Stored records:
[start]

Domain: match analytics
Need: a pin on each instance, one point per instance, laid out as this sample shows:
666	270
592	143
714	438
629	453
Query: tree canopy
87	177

[end]

• Directions for this task:
Reproduce every one of the records above, line for line, with no changes.

• Task output:
Domain: match analytics
Need: a pin on each instance, one point per instance, laid out as this sample shows:
666	270
592	143
714	438
629	453
Query: tree canopy
87	177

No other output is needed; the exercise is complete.